§ Exercise aim: Your job is to report every line of the entries that has "patch".
------ Data shown ------
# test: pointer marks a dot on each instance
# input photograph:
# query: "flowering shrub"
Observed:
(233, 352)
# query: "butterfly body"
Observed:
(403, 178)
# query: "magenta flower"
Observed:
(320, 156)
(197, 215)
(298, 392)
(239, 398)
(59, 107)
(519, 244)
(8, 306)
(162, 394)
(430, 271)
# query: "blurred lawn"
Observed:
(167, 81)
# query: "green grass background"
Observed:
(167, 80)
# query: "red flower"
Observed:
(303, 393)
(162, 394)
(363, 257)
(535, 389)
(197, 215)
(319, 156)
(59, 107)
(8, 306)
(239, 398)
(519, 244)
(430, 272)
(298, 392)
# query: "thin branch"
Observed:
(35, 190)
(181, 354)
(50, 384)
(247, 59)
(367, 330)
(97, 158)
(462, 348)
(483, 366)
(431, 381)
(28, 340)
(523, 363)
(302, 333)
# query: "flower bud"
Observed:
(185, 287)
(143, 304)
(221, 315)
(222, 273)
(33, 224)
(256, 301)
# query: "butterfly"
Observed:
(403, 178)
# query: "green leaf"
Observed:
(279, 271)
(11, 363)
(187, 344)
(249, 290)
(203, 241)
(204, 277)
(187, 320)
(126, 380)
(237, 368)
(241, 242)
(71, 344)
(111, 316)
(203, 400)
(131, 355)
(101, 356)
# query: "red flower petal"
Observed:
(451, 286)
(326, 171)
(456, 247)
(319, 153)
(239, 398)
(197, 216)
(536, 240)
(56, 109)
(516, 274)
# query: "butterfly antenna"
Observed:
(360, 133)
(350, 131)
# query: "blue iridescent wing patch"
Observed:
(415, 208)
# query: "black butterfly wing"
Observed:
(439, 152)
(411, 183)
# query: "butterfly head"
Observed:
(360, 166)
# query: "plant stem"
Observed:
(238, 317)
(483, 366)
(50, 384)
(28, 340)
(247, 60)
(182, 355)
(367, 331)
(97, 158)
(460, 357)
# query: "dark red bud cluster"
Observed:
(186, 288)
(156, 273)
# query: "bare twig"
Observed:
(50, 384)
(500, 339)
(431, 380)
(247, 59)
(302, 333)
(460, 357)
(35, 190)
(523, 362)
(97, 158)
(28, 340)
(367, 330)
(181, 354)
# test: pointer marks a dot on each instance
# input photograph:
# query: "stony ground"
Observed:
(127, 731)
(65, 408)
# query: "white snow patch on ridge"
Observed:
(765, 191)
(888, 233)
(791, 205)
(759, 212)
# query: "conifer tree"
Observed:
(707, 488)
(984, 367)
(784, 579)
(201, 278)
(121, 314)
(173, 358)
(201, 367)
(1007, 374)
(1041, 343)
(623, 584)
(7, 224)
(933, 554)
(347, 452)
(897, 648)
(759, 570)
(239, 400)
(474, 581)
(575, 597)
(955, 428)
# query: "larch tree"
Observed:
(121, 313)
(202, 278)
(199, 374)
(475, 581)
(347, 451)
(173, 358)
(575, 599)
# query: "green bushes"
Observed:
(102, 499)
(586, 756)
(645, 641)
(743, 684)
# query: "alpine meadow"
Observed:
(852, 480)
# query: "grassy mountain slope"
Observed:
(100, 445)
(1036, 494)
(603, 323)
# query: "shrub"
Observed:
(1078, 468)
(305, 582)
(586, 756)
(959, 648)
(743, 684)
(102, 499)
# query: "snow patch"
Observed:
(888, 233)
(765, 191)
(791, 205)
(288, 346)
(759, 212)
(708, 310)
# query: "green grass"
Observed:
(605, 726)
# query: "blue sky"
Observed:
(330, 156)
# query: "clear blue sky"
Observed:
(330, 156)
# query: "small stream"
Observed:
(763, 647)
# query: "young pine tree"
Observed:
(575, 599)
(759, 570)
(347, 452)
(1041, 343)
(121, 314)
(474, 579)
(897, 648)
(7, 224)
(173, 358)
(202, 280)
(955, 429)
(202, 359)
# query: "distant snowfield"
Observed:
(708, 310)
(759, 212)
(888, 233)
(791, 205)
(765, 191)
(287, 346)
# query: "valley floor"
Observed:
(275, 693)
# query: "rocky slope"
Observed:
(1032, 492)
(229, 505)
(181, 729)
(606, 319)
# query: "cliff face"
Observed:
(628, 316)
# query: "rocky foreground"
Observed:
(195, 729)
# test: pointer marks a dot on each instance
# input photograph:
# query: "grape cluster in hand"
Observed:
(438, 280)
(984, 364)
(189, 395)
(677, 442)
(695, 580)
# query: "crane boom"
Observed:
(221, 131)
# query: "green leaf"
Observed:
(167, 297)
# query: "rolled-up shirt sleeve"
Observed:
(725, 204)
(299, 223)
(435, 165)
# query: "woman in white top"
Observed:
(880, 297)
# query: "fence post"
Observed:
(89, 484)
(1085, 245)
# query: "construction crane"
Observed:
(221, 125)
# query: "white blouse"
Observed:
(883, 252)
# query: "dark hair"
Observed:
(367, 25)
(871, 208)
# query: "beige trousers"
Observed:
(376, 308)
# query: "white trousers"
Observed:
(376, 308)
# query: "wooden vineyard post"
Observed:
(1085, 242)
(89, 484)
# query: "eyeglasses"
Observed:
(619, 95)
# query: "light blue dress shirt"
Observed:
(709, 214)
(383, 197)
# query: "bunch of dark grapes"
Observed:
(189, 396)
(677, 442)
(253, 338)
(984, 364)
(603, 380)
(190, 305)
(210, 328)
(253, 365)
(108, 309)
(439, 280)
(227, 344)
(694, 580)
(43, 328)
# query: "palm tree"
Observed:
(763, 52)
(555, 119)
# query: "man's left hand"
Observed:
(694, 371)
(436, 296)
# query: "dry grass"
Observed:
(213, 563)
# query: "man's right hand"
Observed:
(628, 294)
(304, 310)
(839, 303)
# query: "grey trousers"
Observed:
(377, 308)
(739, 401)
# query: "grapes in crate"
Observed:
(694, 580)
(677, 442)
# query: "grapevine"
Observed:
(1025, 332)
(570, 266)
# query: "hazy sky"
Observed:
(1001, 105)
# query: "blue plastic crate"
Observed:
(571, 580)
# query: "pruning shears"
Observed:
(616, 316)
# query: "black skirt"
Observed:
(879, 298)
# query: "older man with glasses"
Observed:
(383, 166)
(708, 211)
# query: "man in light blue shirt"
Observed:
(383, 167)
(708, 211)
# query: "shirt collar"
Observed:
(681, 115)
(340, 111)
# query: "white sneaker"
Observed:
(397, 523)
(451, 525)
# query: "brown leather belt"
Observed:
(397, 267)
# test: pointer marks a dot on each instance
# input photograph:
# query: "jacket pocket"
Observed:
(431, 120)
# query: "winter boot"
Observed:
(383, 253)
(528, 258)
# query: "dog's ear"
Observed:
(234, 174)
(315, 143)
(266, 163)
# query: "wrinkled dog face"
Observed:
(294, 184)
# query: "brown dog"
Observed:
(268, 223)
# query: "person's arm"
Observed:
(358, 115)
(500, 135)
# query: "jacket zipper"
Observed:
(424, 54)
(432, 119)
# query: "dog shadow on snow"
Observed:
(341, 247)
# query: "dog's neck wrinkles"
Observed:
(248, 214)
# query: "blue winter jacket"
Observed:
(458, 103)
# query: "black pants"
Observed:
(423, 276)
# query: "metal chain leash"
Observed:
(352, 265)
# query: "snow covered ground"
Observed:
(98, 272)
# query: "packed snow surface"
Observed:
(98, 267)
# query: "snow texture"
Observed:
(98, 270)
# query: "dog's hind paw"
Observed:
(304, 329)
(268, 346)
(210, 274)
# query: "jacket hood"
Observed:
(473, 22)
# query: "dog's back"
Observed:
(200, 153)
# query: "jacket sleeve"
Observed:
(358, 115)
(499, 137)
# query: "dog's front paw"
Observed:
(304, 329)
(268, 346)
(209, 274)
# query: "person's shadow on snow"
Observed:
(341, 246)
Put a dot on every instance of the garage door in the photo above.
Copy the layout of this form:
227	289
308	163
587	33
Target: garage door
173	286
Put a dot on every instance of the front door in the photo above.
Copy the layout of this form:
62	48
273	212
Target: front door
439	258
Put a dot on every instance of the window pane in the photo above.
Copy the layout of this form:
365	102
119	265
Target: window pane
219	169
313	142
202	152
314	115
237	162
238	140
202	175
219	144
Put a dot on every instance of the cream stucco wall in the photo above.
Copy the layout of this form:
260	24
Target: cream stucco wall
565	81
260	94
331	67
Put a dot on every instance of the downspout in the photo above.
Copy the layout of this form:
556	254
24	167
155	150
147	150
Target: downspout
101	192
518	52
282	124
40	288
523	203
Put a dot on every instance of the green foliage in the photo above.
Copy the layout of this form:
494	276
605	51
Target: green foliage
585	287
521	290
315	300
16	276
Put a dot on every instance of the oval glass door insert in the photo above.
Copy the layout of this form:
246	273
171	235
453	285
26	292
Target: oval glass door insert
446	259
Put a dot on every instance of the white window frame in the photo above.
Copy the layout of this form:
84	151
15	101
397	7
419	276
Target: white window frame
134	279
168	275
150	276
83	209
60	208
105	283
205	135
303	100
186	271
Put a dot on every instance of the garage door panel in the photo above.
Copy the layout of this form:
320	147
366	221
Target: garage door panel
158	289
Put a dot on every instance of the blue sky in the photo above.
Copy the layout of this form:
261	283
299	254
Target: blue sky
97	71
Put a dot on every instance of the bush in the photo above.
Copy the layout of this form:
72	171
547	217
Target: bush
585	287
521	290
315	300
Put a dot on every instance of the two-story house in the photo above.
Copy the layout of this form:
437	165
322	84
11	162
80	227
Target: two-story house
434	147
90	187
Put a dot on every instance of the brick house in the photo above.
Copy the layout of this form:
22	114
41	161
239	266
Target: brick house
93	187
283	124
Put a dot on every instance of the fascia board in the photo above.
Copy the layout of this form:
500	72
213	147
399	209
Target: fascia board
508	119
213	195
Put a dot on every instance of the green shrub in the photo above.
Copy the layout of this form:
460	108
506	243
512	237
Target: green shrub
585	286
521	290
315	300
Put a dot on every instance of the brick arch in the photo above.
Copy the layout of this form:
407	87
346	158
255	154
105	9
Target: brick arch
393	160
------
§ Written reply:
# query: "blue iridescent wing patch"
# query: "white snow patch on ridge"
# query: "snow patch"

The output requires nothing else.